Instructions for the task » Scale the data below from the line with "of the aircraft" to the line with "x=327, y=363", both included, and give back only those lines, requests too. Multiply every coordinate in the answers by 0.6 and round to whole numbers, with halves going up.

·····

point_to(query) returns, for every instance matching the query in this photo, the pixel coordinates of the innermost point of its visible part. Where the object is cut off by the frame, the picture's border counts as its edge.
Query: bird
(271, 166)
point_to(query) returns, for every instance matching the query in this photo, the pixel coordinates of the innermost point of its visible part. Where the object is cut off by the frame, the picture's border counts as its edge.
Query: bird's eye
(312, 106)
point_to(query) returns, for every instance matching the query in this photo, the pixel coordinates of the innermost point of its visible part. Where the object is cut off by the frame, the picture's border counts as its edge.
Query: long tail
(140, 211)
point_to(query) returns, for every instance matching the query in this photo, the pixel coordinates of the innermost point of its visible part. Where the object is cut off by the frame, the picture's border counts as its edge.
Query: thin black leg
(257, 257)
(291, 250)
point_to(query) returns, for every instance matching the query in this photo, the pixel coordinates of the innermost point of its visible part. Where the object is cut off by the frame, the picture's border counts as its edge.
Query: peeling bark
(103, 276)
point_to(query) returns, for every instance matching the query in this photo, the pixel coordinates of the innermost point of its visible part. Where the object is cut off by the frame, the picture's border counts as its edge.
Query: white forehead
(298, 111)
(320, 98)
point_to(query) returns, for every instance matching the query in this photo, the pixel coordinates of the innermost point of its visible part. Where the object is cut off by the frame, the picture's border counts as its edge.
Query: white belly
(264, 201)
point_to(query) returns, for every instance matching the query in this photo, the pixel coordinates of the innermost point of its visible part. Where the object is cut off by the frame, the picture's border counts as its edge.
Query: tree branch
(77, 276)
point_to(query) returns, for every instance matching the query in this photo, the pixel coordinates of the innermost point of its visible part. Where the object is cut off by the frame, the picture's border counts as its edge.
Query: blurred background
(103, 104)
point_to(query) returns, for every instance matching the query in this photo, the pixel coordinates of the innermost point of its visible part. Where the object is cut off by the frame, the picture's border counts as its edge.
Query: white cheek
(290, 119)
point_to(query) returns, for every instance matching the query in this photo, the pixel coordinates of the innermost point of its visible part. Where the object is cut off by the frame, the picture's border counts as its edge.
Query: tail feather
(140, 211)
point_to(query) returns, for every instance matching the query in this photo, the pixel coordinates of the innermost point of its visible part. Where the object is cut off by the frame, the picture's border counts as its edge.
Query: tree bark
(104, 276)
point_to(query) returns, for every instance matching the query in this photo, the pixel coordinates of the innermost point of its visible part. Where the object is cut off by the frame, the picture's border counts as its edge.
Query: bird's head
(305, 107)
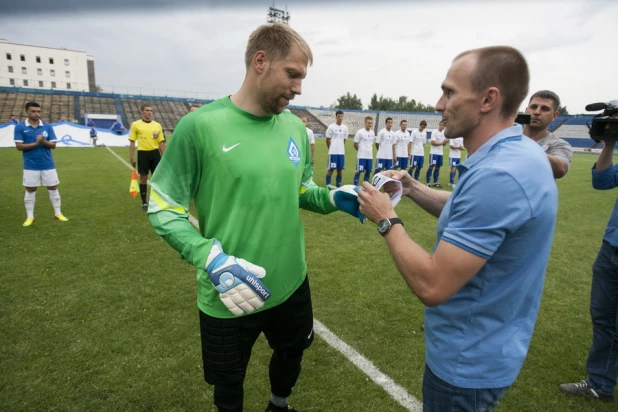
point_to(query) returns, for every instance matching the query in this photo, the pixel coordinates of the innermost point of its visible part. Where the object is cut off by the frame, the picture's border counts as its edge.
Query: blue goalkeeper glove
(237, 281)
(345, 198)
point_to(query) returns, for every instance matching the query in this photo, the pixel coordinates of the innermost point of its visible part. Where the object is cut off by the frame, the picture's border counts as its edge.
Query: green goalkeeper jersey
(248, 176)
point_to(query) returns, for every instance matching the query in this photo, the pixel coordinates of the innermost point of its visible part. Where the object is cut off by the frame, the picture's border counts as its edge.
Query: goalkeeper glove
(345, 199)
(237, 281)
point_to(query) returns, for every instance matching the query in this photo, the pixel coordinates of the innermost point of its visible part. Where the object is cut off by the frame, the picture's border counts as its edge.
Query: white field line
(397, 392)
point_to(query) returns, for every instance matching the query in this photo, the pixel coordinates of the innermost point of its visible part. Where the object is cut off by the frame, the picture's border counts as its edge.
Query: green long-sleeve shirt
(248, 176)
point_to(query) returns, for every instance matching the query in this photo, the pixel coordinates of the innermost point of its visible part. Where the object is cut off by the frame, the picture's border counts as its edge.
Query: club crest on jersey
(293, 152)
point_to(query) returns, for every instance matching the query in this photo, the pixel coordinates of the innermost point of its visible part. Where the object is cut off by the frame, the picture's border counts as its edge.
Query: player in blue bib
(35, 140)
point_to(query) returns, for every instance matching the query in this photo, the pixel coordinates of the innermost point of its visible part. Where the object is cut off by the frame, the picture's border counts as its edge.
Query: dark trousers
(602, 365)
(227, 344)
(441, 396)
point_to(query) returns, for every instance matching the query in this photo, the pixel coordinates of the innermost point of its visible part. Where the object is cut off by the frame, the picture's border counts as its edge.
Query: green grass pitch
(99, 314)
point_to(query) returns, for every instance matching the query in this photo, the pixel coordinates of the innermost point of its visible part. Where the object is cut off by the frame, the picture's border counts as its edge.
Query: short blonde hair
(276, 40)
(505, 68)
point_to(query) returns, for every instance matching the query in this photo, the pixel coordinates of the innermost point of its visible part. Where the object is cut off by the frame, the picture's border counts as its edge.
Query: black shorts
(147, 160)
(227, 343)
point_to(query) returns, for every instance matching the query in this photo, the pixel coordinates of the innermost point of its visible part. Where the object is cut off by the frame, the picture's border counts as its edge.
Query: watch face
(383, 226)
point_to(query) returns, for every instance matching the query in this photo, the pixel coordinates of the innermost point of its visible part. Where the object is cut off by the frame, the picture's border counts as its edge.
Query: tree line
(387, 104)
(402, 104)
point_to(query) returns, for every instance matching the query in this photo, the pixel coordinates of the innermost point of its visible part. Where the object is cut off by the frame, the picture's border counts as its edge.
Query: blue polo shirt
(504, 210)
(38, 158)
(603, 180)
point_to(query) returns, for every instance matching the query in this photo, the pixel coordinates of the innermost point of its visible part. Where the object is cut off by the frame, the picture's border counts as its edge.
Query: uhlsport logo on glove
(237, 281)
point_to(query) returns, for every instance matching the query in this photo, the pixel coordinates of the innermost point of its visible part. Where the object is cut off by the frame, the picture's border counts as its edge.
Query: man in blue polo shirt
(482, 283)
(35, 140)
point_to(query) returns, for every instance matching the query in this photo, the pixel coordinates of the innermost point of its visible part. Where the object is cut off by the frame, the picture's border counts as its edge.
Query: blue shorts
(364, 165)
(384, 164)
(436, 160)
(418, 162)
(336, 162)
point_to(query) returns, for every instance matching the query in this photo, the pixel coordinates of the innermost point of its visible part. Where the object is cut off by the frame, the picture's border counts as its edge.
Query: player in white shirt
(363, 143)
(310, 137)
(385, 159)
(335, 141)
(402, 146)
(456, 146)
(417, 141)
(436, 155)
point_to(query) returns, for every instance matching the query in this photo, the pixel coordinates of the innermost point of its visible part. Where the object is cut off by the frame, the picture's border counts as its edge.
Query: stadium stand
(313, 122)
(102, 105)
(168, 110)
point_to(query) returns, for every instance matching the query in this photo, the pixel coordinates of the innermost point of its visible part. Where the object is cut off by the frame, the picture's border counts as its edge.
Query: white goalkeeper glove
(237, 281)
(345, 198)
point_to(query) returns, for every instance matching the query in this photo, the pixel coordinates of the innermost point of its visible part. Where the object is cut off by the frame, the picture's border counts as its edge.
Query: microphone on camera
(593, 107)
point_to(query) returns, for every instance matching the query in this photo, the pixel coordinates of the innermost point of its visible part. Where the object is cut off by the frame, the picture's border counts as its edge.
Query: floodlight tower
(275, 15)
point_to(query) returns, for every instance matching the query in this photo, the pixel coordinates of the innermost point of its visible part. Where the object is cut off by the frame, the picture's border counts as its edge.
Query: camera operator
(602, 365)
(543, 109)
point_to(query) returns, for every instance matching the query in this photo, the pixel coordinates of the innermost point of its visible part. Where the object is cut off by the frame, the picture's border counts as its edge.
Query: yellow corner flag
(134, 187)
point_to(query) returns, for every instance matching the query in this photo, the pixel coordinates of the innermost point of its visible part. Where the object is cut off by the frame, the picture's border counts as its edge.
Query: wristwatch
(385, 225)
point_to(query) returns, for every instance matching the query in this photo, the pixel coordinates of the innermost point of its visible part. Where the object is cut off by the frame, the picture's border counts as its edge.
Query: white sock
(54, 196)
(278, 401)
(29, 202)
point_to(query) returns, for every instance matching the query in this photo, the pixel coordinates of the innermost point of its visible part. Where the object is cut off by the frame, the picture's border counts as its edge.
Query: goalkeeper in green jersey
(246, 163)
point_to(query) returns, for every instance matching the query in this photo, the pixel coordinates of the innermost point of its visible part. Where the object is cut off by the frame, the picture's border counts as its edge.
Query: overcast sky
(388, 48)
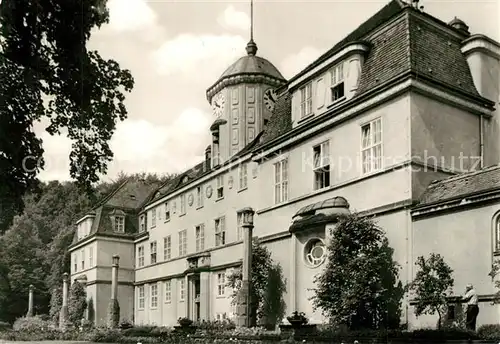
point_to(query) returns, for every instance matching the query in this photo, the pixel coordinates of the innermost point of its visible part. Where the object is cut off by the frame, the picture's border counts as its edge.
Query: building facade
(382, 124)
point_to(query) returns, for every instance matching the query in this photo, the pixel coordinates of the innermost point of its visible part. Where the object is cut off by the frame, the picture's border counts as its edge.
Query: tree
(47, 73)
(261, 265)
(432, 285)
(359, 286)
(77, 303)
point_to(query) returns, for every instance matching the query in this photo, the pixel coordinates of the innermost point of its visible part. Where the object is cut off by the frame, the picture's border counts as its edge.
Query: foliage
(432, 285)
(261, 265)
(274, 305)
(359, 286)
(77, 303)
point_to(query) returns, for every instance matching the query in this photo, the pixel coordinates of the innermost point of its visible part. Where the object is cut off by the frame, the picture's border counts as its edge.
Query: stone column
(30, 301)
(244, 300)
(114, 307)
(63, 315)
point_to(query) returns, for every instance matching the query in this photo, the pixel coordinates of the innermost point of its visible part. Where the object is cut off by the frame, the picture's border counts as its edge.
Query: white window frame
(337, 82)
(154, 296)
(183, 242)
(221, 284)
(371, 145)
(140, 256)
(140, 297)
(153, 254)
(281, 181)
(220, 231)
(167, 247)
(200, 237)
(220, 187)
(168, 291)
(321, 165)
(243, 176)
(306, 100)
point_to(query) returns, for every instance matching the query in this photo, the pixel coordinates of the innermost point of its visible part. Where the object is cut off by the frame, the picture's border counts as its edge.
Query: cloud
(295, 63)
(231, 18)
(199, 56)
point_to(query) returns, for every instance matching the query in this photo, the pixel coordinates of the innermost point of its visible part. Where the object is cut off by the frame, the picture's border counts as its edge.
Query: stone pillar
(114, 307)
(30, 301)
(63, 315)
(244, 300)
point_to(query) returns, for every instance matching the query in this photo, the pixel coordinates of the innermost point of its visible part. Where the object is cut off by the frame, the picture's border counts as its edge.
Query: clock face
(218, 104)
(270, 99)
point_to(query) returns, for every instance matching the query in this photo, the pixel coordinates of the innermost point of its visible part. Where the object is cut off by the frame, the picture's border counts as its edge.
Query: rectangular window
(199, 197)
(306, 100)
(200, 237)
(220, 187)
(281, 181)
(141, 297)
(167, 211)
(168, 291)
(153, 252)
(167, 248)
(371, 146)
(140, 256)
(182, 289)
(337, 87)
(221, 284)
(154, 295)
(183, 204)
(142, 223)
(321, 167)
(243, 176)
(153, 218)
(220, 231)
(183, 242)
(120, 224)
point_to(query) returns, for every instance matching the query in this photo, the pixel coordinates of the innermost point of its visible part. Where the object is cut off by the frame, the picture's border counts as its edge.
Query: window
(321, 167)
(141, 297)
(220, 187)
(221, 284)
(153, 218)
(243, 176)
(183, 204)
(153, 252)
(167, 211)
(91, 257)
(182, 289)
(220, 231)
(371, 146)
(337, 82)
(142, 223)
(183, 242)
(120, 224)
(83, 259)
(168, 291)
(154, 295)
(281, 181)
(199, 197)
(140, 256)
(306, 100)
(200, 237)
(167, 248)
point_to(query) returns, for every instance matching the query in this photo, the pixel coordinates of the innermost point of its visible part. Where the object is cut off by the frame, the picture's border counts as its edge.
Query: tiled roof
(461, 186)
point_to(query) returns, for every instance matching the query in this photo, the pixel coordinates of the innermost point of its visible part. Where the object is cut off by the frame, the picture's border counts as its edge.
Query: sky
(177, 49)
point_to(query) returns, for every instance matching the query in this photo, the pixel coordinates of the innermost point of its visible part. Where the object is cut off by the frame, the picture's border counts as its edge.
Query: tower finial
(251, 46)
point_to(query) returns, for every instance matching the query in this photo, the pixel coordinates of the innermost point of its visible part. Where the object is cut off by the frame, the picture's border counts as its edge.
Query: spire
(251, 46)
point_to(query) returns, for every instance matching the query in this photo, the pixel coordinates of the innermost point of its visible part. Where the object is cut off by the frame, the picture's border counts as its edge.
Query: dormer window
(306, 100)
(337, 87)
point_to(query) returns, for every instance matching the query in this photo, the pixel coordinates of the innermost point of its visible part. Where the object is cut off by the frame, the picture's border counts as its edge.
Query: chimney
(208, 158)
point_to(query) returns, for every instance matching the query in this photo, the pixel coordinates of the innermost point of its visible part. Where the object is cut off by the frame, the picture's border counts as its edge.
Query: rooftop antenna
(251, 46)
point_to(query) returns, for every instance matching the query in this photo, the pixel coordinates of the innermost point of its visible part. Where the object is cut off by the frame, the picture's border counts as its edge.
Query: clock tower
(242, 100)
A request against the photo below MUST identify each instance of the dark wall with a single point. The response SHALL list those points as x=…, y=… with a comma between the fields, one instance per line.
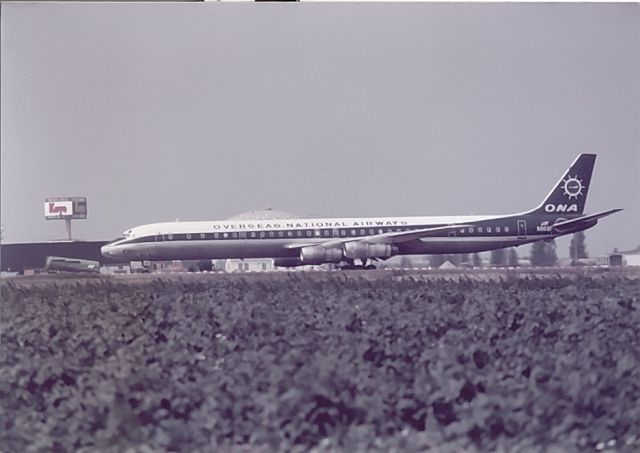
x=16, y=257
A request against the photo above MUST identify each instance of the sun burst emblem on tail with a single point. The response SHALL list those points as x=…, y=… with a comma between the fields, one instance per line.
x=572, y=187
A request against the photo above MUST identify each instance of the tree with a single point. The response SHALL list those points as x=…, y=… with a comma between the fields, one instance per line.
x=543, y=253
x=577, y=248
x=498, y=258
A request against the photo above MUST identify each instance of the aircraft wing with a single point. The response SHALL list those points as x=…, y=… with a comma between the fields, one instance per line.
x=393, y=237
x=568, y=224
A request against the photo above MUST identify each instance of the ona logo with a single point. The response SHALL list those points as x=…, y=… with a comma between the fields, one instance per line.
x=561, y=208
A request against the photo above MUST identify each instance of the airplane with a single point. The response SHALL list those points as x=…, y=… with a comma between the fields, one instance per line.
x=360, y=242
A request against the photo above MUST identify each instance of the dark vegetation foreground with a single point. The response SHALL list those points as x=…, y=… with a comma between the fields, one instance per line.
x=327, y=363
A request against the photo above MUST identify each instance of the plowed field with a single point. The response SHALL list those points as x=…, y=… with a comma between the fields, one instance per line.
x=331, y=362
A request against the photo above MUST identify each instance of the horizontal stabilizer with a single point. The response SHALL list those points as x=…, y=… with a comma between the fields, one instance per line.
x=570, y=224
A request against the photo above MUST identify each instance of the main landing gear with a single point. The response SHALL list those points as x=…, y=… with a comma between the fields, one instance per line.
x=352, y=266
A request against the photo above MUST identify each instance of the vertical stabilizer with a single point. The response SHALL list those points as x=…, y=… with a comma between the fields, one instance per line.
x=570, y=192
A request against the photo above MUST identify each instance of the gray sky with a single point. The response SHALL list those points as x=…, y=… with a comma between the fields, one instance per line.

·····

Result of the exercise »
A request against the photo above MUST identify each instance of the aircraft wing with a single point. The response SHALL list those points as x=…, y=… with a comma between the fields, one instance per line.
x=236, y=142
x=341, y=134
A request against the photo above MUST identify each instance of the ona logo with a single point. The response SHALL list those points as x=…, y=… with a comma between the fields, one instance per line.
x=337, y=125
A request against the photo above MUST identify each instance of the airplane with a single point. The response SHALL list those points as x=…, y=… with a comma between the fields, one instance per line.
x=216, y=145
A request against the photo above MUST identify each instance of the dark vegetation foreground with a single point. The response SHALL list those points as x=…, y=… with a comma between the fields, one instance per line.
x=196, y=218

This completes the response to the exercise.